Count the lines in the entries below that contain the word "Detect", treating uppercase and lowercase as different. Give only the number.

• DATA EXCERPTS:
════

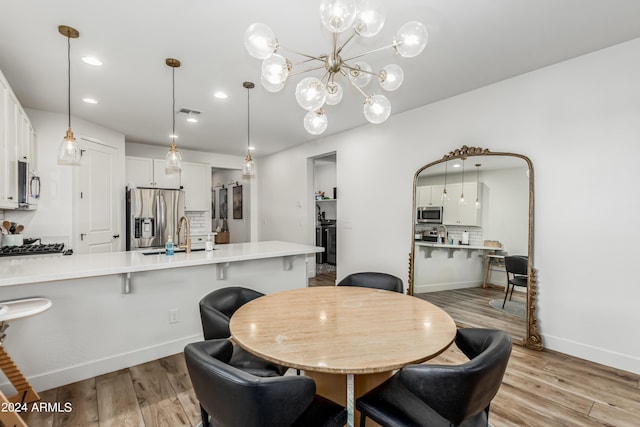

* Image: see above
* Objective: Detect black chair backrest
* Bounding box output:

════

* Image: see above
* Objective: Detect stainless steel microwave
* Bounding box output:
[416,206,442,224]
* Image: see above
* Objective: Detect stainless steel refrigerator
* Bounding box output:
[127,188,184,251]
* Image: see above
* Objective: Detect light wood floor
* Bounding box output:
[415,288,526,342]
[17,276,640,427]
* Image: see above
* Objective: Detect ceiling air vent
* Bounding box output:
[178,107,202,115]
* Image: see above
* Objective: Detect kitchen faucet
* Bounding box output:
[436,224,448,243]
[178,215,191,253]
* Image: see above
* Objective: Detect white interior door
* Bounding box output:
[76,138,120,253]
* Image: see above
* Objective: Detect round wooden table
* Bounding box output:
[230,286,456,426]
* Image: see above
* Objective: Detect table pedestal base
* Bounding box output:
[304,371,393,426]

════

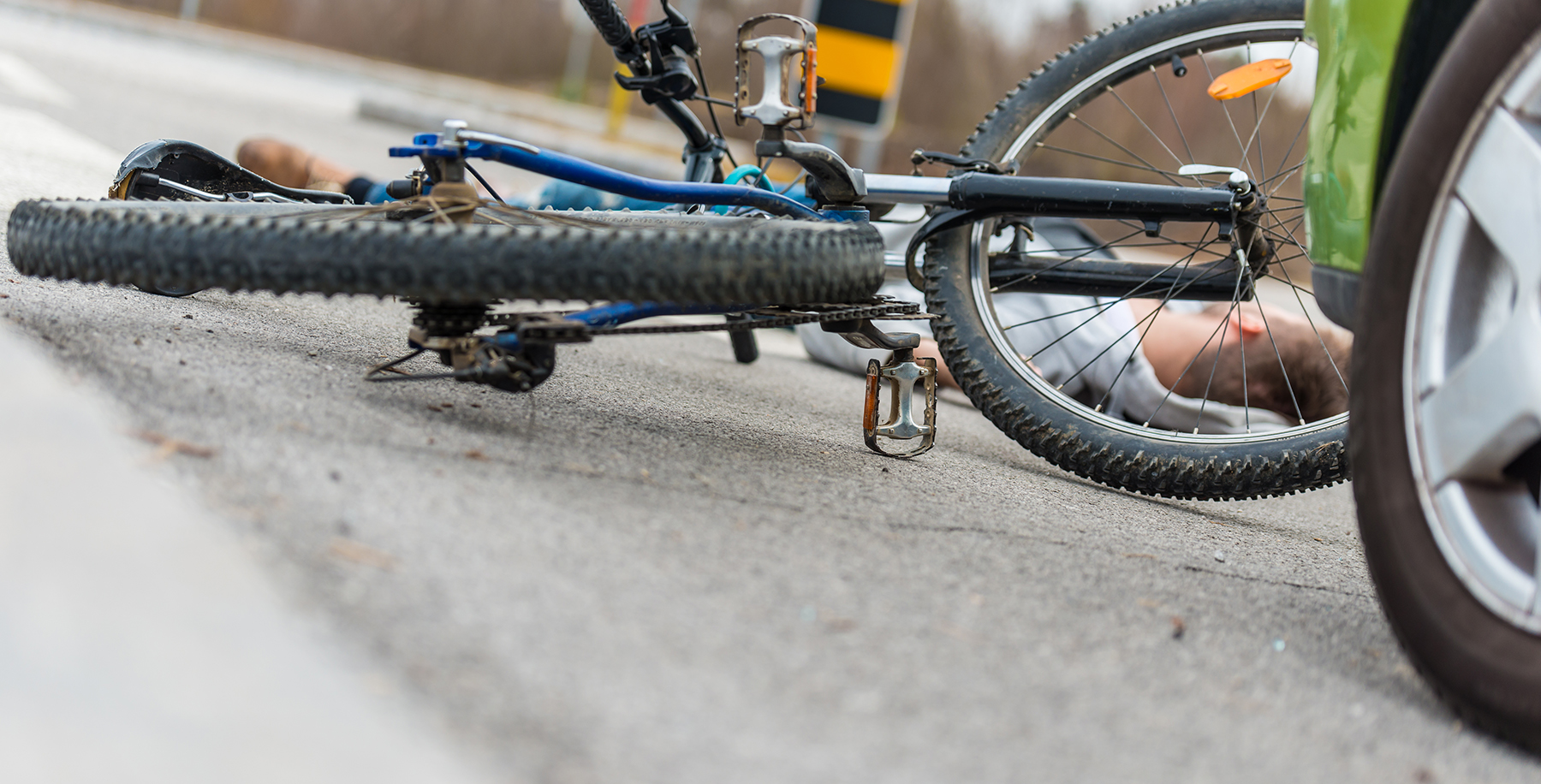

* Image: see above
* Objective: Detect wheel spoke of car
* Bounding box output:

════

• RESULT:
10